Former railway line in Scotland

The Moray Coast Railway was a heavy rail route in Morayshire, Scotland. It was opened in three phases by the Great North of Scotland Railway (GNoSR) between 1884 and 1886. The line ran from the Banff, Portsoy and Strathisla Railway in Portsoy to the Morayshire Railway in Elgin. Trains were operated by the Great North of Scotland Railway until 1923, when the route was taken over by the London and North Eastern Railway (LNER). The LNER operated the route from 1923 until 1948 when Britain's railways were nationalised to form British Railways, who operated the route until its closure in 1968.

==Opening==

The Great North of Scotland Railway put a bill to Parliament in 1881 to extend its Grange to Portsoy line along the Moray coast as far as Buckie. In 1882 the GNoSR applied for permission to build a 25+1/4 mi line from Portsoy to Elgin via Buckie; this was approved as the Great North of Scotland (Buckie Extension) Railway Act 1882 (45 & 46 Vict. c. cxxvi). The first 4+1/2 mi section was opened between Portsoy and Tochieneal in 1884 with one intermediate station at Glassaugh. The following year the section between Garmouth and the Morayshire Railway in Elgin was opened, with intermediate stations at Urquhart and Calcots. Finally in 1886, the line was completed between Garmouth and Tochieneal, with intermediate stations at Spey Bay, Portgordon, Buckpool, Buckie, Portessie, Findochty, Portknockie and Cullen. The Countess of Seafield did not allow a direct route to be built through Cullen House grounds so three large viaducts were built over the town.

==Operation==
The line mainly served the farming and fishing communities along the Moray coast, but also carried whisky traffic. When the London and North Eastern Railway took over the route in 1923 a Sunday service was introduced, at the time a rarity in Northern Scotland. When British Railways took over operations in 1948, a through coach between Glasgow Buchanan Street and Elgin was introduced on summer Saturdays. This lasted until 1962. Full passenger and freight service continued along the route until 1964, when freight services between Buckie and Elgin were withdrawn. The line was highlighted for closure in the 1963 Reshaping of British Railways and the line closed to all traffic in 1968.

EXTRACTED ENTRIES:
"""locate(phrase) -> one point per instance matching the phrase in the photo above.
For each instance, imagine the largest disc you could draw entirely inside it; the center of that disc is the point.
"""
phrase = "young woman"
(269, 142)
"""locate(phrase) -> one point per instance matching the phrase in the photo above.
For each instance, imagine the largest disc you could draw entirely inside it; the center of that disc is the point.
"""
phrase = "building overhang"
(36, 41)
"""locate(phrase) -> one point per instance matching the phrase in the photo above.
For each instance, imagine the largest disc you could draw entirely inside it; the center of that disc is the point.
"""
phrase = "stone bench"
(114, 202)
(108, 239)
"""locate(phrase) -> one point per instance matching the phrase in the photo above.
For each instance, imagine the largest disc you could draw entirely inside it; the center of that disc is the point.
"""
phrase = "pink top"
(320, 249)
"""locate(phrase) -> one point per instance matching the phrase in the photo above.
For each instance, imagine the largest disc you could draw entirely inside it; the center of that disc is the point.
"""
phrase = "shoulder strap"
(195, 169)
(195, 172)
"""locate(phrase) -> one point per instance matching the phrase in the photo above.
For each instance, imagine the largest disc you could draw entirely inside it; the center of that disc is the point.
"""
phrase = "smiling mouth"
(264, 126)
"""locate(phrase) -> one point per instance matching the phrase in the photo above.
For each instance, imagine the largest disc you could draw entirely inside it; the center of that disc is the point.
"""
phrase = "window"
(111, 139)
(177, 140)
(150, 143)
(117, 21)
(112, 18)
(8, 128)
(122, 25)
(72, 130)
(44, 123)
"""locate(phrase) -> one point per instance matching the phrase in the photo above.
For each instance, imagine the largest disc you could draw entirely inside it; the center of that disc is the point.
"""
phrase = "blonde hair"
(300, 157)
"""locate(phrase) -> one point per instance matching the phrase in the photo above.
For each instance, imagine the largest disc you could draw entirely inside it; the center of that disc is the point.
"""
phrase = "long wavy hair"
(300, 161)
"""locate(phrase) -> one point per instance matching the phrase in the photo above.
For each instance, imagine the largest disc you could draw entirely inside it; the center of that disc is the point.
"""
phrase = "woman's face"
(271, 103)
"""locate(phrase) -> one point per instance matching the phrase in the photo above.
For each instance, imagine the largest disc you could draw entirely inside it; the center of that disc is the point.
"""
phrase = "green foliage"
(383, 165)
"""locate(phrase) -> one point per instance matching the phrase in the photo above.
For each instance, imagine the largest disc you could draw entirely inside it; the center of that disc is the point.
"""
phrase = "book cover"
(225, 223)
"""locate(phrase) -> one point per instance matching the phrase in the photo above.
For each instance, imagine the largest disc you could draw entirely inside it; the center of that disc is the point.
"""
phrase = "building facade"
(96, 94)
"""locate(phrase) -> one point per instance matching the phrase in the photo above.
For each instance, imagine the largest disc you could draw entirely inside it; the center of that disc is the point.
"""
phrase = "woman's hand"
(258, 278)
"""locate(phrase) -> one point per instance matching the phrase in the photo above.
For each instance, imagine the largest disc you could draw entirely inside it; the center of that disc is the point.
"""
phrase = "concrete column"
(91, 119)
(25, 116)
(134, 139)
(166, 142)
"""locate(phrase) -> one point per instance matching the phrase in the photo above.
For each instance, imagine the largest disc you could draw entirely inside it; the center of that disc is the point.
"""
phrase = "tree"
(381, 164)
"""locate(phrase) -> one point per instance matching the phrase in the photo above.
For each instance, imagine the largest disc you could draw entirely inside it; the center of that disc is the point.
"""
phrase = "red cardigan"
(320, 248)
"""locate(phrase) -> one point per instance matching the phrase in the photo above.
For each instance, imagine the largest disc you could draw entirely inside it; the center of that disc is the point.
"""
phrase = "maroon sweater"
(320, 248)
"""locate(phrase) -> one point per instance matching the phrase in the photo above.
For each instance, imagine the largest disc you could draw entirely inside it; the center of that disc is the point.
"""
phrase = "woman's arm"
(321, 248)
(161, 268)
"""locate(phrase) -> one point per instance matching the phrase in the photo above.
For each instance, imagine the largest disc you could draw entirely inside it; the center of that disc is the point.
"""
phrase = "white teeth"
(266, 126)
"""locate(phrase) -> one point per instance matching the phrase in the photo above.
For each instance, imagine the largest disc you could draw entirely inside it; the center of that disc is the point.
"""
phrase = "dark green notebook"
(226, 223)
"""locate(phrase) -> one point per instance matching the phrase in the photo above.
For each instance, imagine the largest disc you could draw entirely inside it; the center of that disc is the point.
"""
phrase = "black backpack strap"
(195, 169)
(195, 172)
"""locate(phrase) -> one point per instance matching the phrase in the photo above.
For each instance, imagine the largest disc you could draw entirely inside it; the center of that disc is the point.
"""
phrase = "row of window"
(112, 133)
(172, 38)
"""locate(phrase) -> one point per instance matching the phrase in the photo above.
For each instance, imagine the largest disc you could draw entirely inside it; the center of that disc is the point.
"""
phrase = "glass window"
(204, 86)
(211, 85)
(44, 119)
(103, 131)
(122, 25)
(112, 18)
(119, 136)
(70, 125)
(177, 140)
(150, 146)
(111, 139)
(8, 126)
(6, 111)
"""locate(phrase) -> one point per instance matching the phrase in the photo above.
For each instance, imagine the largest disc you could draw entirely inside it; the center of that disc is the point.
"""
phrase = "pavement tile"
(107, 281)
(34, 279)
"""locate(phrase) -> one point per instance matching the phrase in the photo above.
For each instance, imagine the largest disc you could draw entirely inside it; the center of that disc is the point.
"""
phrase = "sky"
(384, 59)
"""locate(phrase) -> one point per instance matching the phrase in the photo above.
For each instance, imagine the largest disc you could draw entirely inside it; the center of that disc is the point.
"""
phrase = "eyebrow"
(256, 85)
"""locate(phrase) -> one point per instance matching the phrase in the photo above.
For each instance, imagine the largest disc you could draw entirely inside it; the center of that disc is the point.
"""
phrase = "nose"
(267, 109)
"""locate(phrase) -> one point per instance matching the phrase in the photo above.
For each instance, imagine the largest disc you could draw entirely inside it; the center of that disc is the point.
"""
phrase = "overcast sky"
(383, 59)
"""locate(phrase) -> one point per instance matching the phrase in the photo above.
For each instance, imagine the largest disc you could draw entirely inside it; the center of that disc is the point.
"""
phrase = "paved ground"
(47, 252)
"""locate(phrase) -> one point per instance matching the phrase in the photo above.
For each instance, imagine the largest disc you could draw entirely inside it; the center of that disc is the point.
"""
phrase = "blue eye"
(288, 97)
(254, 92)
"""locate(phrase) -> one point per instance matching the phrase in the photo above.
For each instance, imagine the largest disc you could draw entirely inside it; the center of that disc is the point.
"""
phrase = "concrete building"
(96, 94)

REQUEST A:
According to the Moray Coast Railway text, who operated the route after 1948?
REQUEST B:
Please list every intermediate station that the Moray Coast Railway text names on the section between Garmouth and Tochieneal completed in 1886.

TASK RESULT A:
British Railways operated the route from 1948 until its closure in 1968.

TASK RESULT B:
Spey Bay, Portgordon, Buckpool, Buckie, Portessie, Findochty, Portknockie, Cullen